_Job_
Turn the part of the rows that opens with the line containing "[point] every instance of the fingernail" and continues through the last row into a JSON list of strings, with one string per line and blank lines omitted. Convert that part alone.

[Rows from a collection]
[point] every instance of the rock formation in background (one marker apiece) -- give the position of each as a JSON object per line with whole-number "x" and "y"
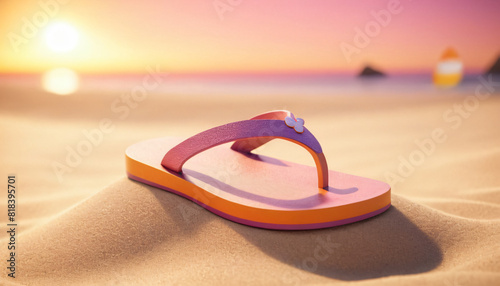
{"x": 369, "y": 71}
{"x": 495, "y": 68}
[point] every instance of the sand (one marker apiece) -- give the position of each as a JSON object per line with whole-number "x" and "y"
{"x": 93, "y": 226}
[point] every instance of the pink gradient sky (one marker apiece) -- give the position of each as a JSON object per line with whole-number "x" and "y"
{"x": 256, "y": 36}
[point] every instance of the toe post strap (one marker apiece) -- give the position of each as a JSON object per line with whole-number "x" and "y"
{"x": 248, "y": 135}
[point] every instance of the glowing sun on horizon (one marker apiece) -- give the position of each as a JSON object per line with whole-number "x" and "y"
{"x": 61, "y": 37}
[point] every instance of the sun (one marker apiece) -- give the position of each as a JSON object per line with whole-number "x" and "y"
{"x": 61, "y": 37}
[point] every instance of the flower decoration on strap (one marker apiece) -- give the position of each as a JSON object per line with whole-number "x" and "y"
{"x": 297, "y": 124}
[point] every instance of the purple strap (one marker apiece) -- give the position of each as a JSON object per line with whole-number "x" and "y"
{"x": 258, "y": 131}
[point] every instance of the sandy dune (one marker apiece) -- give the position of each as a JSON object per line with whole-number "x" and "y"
{"x": 91, "y": 225}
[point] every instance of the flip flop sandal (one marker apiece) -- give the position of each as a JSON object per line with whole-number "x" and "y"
{"x": 252, "y": 189}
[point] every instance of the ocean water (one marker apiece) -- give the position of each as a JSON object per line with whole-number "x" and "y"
{"x": 248, "y": 85}
{"x": 308, "y": 85}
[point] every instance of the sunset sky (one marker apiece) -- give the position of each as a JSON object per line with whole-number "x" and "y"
{"x": 248, "y": 36}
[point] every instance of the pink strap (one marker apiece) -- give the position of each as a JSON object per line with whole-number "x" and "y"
{"x": 248, "y": 134}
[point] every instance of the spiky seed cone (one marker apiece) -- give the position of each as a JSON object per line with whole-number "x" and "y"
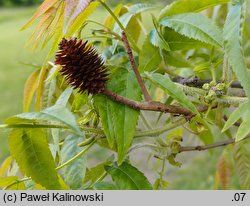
{"x": 82, "y": 66}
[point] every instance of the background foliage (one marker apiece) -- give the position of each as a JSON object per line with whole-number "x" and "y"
{"x": 228, "y": 168}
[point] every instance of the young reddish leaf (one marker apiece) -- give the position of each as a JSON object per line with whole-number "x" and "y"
{"x": 29, "y": 90}
{"x": 73, "y": 8}
{"x": 81, "y": 18}
{"x": 5, "y": 165}
{"x": 47, "y": 4}
{"x": 41, "y": 79}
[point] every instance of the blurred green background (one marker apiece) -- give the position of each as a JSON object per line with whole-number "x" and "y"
{"x": 198, "y": 171}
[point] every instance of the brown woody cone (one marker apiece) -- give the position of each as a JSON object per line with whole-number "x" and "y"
{"x": 82, "y": 66}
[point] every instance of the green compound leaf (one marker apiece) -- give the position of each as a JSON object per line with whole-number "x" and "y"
{"x": 119, "y": 121}
{"x": 177, "y": 41}
{"x": 196, "y": 26}
{"x": 127, "y": 177}
{"x": 241, "y": 156}
{"x": 185, "y": 6}
{"x": 74, "y": 173}
{"x": 237, "y": 114}
{"x": 165, "y": 83}
{"x": 233, "y": 47}
{"x": 31, "y": 151}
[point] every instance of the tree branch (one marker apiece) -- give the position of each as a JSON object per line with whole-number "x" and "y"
{"x": 209, "y": 146}
{"x": 150, "y": 106}
{"x": 135, "y": 68}
{"x": 196, "y": 82}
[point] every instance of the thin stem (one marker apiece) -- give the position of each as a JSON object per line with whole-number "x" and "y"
{"x": 119, "y": 24}
{"x": 225, "y": 70}
{"x": 209, "y": 146}
{"x": 195, "y": 82}
{"x": 99, "y": 179}
{"x": 145, "y": 121}
{"x": 135, "y": 68}
{"x": 76, "y": 156}
{"x": 31, "y": 125}
{"x": 157, "y": 132}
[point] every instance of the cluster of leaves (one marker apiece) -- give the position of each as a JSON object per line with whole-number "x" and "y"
{"x": 188, "y": 38}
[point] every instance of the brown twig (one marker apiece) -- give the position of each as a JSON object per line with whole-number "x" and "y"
{"x": 196, "y": 82}
{"x": 152, "y": 106}
{"x": 135, "y": 68}
{"x": 209, "y": 146}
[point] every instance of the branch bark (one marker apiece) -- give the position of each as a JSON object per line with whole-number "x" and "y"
{"x": 196, "y": 82}
{"x": 135, "y": 68}
{"x": 209, "y": 146}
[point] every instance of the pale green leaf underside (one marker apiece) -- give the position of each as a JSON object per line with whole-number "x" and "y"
{"x": 177, "y": 41}
{"x": 149, "y": 57}
{"x": 74, "y": 173}
{"x": 171, "y": 89}
{"x": 185, "y": 6}
{"x": 30, "y": 149}
{"x": 196, "y": 26}
{"x": 119, "y": 121}
{"x": 54, "y": 114}
{"x": 233, "y": 47}
{"x": 127, "y": 177}
{"x": 132, "y": 11}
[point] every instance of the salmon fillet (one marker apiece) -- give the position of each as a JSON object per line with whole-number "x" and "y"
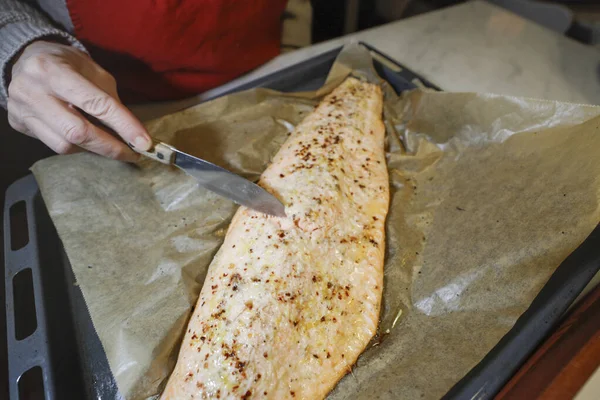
{"x": 289, "y": 303}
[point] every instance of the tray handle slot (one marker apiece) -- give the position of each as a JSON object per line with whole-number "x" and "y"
{"x": 28, "y": 355}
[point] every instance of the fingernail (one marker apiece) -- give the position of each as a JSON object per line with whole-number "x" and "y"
{"x": 141, "y": 143}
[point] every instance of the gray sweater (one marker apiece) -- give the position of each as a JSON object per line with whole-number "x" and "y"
{"x": 22, "y": 22}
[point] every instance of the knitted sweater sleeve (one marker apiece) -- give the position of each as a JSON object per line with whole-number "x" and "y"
{"x": 21, "y": 24}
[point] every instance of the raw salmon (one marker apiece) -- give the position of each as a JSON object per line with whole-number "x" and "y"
{"x": 289, "y": 303}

_Right answer_
[
  "[point] every instance of the fingernail (one marker apiece) -- give the position of each as a JSON object per line with whole-number \"x\" and \"y\"",
  "{\"x\": 141, \"y\": 143}",
  "[point] every instance of the gray sweater (one marker apiece) -- give the position of each as a JSON object per line with whole-number \"x\" and \"y\"",
  "{\"x\": 22, \"y\": 22}",
  "[point] every instance of the knitted sweater sleeve (one marker apiece) -- give the position of each as a JSON object per line with whole-number \"x\" and \"y\"",
  "{\"x\": 21, \"y\": 24}",
  "[point] every instance of the raw salmon (one marker apiece) -- give the position of each as a JSON object per line with whole-number \"x\" and \"y\"",
  "{\"x\": 289, \"y\": 303}"
]